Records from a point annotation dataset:
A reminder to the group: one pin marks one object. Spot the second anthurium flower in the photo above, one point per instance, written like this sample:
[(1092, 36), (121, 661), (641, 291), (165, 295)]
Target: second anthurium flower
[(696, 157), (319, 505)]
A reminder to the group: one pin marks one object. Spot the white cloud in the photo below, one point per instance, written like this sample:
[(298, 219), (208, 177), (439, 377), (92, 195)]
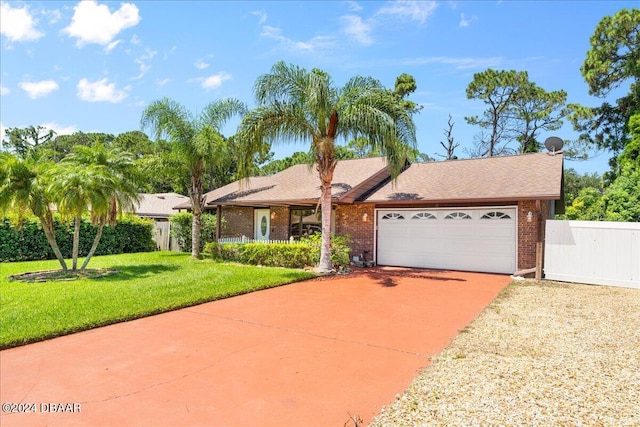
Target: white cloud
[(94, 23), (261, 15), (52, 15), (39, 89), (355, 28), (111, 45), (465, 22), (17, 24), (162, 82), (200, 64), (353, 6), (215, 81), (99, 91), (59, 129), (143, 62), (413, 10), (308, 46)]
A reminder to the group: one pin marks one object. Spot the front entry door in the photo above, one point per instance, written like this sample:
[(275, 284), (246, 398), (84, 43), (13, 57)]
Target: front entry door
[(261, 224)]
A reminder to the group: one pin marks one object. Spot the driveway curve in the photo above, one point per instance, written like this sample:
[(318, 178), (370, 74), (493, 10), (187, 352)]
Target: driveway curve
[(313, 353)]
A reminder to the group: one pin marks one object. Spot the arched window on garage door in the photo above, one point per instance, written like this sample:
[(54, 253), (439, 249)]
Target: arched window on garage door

* Task: Reproduce the records above verbatim, from their beginning through the line containing "[(313, 353)]", including both ends. Omit the pictures.

* Result for this exercise:
A reminder to the group: one pin marks one object. Spot the second anthurium flower in the photo above, one point per instance, written like this sample:
[(1092, 36), (121, 661), (641, 291), (165, 295)]
Target: second anthurium flower
[(696, 157), (319, 505)]
A reminder to the group: one pin marks one object. Spot the white cloud in the photo below, one point per instance, written like this sample:
[(298, 219), (208, 177), (439, 377), (92, 195)]
Target: white cloud
[(94, 23), (261, 15), (52, 15), (39, 89), (355, 28), (111, 45), (465, 22), (17, 24), (162, 82), (200, 64), (353, 6), (215, 81), (99, 91), (59, 129), (143, 62), (413, 10), (308, 46)]
A reminder to the group: one pin marks one object. Spot the front entry door in the photo above, one point per instance, written like this sample:
[(275, 284), (246, 398), (84, 43), (13, 57)]
Target: front entry door
[(261, 224)]
A reminder to the group: one pin marks one object. Spot the driveway curve in the photo above, one point per instance, written like this sample:
[(318, 178), (370, 74), (493, 10), (187, 352)]
Target: driveway curve
[(313, 353)]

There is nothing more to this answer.